- [Requirements]
[A] Reproduce verbatim the stretch of the records from the line containing "the concrete kerb" through the last line of the records.
[B] Write a continuation of the river-crossing account, starting right after its final sentence.

--- START Passage shown ---

River crossing two months ago. The approach. Note that soil compaction/composition has a lot to do with what you can get away with. This was a heavier grit sand and the sand had moisture in it mixed with dirt so that it was holding me. (photo by VOLHOO)


The narrow nature of the approach to the river actually held me in place while allowing me to inch forward. I'm in 4L and I'm not moving fast at all. (photo by VOLHOO)


The bumper/radiator is underwater at this point as I nose into the river bed and now I have to sort of snow-plow my way into the river using traction from all 4 tires. Note that I had traction. (photo by VOLHOO)


Coming out the other side, it wasn't nearly as steep, but it was steep all the same. (photo by VOLHOO)

So that's my limit.

--- END Passage shown ---
--- START Task inputs ---

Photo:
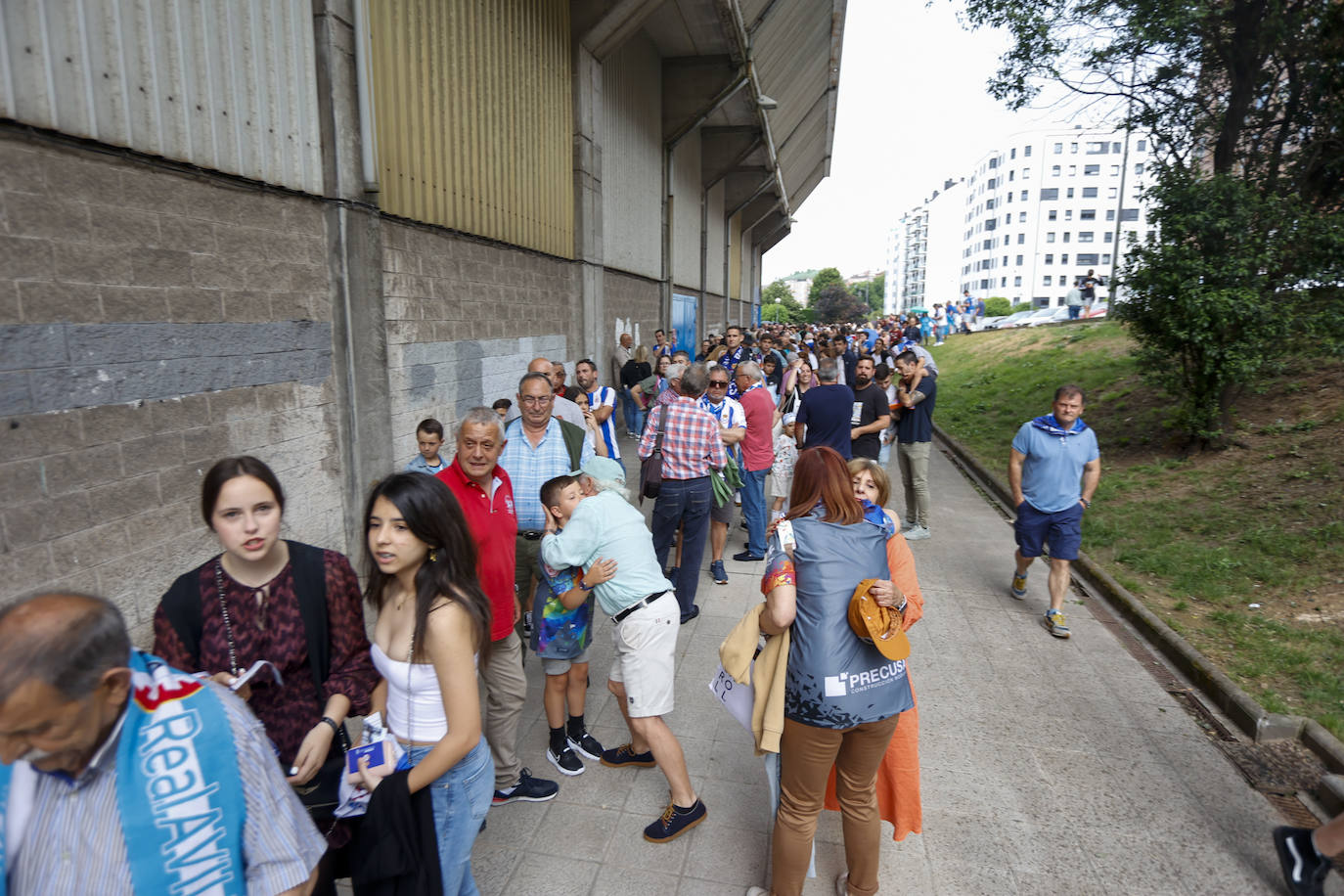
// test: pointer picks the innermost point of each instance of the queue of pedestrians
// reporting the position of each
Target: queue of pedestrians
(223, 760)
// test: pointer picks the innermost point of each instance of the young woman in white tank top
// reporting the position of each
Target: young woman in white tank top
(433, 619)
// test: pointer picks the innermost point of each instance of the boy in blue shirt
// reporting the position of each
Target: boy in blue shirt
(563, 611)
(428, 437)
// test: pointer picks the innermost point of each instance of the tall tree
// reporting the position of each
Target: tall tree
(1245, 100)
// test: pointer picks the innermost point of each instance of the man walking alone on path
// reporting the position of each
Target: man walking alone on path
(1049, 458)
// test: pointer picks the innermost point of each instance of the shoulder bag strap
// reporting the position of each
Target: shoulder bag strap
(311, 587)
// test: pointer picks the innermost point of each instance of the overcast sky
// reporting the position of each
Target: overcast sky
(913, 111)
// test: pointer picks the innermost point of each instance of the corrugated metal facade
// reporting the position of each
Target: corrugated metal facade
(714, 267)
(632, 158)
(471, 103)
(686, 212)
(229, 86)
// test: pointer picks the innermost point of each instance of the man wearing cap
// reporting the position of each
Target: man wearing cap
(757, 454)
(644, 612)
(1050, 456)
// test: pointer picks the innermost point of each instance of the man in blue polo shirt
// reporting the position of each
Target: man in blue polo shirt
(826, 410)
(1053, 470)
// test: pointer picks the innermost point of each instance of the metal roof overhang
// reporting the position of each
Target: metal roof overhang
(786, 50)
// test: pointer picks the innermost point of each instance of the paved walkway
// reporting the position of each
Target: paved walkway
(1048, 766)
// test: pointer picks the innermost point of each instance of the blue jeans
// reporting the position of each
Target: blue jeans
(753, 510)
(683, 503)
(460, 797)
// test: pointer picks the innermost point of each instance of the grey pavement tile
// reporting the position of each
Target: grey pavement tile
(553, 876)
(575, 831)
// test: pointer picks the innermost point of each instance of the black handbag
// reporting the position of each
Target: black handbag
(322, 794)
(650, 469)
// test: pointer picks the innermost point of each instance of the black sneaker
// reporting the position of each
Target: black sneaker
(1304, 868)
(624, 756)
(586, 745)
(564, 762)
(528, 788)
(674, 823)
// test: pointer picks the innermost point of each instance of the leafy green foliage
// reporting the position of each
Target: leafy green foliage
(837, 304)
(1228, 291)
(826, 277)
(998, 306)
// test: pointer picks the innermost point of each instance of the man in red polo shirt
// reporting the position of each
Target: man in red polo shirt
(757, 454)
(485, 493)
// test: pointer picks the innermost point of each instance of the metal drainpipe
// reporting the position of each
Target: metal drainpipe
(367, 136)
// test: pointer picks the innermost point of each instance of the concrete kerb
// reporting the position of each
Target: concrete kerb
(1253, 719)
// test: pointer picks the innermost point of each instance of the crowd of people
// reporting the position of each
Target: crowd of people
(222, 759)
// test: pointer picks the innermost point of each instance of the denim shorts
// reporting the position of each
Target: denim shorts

--- END Task inputs ---

- [Per-task outputs]
[A]
// test: pointer picks the innermost point of each instance of the concrete kerb
// reporting the position of each
Target: concrete kerb
(1253, 719)
// test: pointer picks the innermost point of each instance of the crowd of people
// reporting the position of each
Target: crowd of people
(222, 759)
// test: pointer picks the innermost point of each instance of the denim shorts
// reporting the position of each
Target: denim shorts

[B]
Ultimate "limits" have a lot to do with (1) the geometry of your load and your center of gravity. With my aux fuel tank, I have 250 lbs of fuel onboard, BudBuilt skids, etc and have nothing on top anymore. The COG is low. (2) Never underestimate soil compactability or the nature of the soil itself. Is it rolling under you is it neutral or is it holding you in place. Rocks have different coefficients of friction based on their composition. You can get away with more on Moab sandstone than you can on hard granite.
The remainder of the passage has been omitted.